→ Texte d'étude:
↓↓↓

Une nouvelle politique industrielle autour de ce concept est souhaitable et sera mise en place. Cela permettra aux pays de réviser la liste des biens industriels pour lesquels une production minimale devrait être assurée localement. Mais à la différence des anciens concepts, il n’est nullement besoin de développer une filière spécifique. L’industrie 4.0 est également un concept dans lequel les productions multiples (produire par une même usine plusieurs produits) à l’aide du recours aux technologies 3D est possible. L’impression 3D pourrait permette d’assurer une flexibilité et de répondre à des demandes volatiles et en fonction de contextes différents. Produire à la demande des biens différents. Ce retour des politiques industrielles est,en quelques sortes, une forme de la démondialisation dans le secteur industriel. Aux Etats-Unis, OBAMA, a été parmi les premiers convaincus du pouvoir de cette technologie. Ilavait ordonné l’ouverture de 15 centres de recherche sur l’impression 3D.
Quels sont les préalables ?
Quatre préalables sont nécessaires de notre point de vue. Le premier concerne la culture éducative de l’impression 3D. De nombreux jeunes sont complètement mordus de cette technologie, mais sa généralisation nécessite de la mettre au cœur du modèle éducationnel et dans toutes les écoles. Il est important que l’appropriation soit le plus large possible.Cette intégration est complète dans le modèle d’éducation nordique et dans d’autres pays. L’acquisition des compétences de base de cette technologie devrait être facilité par le système éducatif au même titre que le dessin et les sciences naturelles.

↑↑↑

→ Données fournies:
↓↓↓

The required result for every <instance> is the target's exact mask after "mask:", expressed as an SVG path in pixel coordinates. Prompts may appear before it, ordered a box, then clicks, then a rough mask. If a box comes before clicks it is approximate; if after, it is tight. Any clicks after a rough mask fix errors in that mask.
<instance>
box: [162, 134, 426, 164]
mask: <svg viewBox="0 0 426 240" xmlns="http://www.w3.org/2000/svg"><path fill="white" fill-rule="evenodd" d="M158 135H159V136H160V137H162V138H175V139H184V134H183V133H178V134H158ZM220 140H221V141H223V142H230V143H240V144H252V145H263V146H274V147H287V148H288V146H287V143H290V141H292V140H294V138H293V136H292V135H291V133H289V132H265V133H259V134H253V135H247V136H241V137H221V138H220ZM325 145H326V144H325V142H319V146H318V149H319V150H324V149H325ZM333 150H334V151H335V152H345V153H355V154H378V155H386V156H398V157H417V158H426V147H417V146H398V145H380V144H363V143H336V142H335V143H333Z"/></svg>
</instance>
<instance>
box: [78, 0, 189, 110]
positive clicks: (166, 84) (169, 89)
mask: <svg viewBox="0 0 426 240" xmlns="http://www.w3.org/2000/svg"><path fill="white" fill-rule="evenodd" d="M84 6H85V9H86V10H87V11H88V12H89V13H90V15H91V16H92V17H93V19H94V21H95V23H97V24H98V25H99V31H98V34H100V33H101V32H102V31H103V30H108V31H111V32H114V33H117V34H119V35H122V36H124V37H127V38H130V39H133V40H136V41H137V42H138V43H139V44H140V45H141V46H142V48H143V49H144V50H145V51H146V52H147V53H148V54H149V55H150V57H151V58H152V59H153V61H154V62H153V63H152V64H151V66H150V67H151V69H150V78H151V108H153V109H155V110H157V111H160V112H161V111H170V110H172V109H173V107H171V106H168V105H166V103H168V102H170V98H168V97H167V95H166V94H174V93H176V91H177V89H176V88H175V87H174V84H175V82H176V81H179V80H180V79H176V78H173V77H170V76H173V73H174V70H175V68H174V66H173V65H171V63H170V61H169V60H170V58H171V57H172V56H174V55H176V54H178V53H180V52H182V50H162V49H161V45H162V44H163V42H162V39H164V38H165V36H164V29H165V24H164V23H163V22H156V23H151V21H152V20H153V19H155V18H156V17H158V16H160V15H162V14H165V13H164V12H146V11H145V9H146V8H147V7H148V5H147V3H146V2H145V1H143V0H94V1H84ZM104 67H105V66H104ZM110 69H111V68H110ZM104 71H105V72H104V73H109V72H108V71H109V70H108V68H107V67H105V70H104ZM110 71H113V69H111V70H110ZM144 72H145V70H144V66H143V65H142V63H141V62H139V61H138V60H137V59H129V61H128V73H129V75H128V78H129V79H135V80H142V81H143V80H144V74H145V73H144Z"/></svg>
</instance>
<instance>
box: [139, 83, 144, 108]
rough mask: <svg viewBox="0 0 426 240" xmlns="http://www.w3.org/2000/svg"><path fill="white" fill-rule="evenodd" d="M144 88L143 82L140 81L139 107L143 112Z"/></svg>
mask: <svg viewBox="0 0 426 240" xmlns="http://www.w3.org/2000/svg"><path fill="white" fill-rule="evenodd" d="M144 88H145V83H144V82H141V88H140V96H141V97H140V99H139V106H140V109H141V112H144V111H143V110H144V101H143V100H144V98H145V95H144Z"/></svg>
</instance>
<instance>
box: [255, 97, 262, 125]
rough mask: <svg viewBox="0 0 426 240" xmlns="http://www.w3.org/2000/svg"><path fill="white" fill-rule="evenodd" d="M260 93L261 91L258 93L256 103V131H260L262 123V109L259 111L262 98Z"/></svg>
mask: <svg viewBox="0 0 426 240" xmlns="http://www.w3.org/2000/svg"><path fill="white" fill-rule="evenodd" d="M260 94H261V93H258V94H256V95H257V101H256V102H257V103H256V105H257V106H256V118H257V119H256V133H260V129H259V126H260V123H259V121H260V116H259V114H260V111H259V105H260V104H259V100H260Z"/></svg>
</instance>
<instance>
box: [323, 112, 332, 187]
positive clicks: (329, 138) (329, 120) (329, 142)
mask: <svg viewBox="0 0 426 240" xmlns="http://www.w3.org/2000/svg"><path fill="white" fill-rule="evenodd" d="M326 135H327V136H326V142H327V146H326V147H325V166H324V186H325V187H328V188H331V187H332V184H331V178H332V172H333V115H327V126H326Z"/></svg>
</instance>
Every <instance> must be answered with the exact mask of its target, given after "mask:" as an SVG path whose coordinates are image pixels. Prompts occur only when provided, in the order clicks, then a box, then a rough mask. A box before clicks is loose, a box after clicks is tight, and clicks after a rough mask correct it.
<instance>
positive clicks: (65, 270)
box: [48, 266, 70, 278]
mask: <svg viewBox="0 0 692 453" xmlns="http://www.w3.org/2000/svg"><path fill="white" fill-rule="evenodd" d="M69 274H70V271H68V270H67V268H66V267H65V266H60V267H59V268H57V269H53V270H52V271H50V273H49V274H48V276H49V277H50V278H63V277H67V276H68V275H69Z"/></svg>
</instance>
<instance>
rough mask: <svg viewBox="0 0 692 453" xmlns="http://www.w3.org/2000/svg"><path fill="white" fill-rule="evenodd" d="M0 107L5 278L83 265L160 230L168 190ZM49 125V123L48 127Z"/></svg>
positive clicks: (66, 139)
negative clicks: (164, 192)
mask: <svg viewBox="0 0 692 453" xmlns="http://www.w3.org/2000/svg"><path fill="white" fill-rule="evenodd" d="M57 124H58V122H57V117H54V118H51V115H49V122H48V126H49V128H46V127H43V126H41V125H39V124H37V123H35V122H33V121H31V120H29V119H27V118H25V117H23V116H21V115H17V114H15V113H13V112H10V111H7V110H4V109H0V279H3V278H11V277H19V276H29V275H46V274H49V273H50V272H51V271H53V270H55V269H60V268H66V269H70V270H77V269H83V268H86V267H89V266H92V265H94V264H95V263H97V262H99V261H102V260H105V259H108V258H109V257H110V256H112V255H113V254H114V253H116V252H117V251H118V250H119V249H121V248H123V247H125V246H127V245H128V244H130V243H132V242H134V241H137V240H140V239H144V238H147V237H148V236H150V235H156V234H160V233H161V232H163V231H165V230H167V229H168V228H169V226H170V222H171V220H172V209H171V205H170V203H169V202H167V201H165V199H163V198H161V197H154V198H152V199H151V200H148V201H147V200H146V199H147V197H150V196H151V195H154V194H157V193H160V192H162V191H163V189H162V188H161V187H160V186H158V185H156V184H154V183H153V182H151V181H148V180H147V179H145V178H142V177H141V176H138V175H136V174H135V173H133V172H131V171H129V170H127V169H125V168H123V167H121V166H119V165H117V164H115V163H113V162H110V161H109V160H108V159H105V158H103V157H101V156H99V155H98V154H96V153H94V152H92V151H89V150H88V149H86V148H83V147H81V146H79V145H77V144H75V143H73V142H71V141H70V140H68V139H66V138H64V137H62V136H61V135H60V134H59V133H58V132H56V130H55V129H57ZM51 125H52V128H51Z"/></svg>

↑↑↑

→ Tâches et exercices:
1. Les affirmations suivantes concordent-elles avec le texte sur l'impression 3D ? Répondez par oui ou non et citez les mots du texte qui tranchent. (a) La nouvelle politique industrielle exige de développer une filière spécifique. (b) Aux États-Unis, l'ouverture de 15 centres de recherche sur l'impression 3D a été ordonnée. (c) Le texte juge nécessaires quatre préalables.
2. Rédigez la suite du texte sur l'impression 3D à partir de sa dernière phrase.

→ Réponses par tâche:
1.
(a) Non : « il n’est nullement besoin de développer une filière spécifique »
(b) Oui : « ordonné l’ouverture de 15 centres de recherche sur l’impression 3D »
(c) Oui : « Quatre préalables sont nécessaires de notre point de vue. »

2.
Le second préalable est relatif à la généralisation de l’impression 3D dans les Fablabs et auprès des incubateurs de start-ups ainsi que dans les espaces de création d’entreprises. Pour de nombreux jeunes et créateurs d’entreprises, il est primordial de considérer les possibilités offertes par cette technologie sur leurs futures entreprises et leurs futures solutions. Un certain nombre d’entre eux pourraient changer d’approche, voire de technique de production.
Le troisième préalable concerne la généralisation des démonstrations de l’impression 3D auprès des industriels établis. De nombreux industriels ignorent les possibilités offertes par cette technologie. Une reconsidération de leurs postulats et de leurs approches en cherchant à utiliser tout ou partie des possibilités offertes par l’impression 3D serait bénéfique pour réviser les chaînes de valeur et le modèle d’affaires.
Le quatrième préalable est relatif à la propriété intellectuelle. En effet, le plein usage du potentiel de la 3D nécessite que l’on puisse disposer de maquettes numériques. Or, jusqu’à présent le mouvement a surfé sur le modèle « copy-left » et a toujours esquivé le problème de la propriété intellectuelle des modèles (copy-right). Une industrie qui emploi pleinement les possibilités de l’impression 3D devrait en premier se soucier des maquettes et de l’industrie de la modélisation en 3D.
Enfin, il importe de conduire une réflexion stratégique sur la place qu’occuperait cette technologie dans les futures politiques industrielles. L’après COVID-19 sera accompagné de nombreuses réflexions stratégiques et notamment sur la réindustrialisation. Une part non négligeable sera fondée sur les technologies additives.
Pour conclure !
Pour conclure, durant l’épisode du COVID-19, l’impression 3D a pleinement démontré la carte qu’elle pouvait jouer sur les chaines d’approvisionnement. Elle permet de produire localement au plus près des consommateurs. Elle permet « de répondre de manière optimale aux situations d’urgence » comme le dit Arthur Wheaton (Université Cornell de New York). Toutefois, elle nécessite encore de diminuer substantiellement ses coûts pour arriver à concurrencer les modèles industriels caractérisés par des économies d’échelle et de gamme. Mais l’impression 3D offre cette carte : écologique, économique et socialement responsable…
Une tendance qui s’affirmera dans un monde POST-COVID-19 transformé.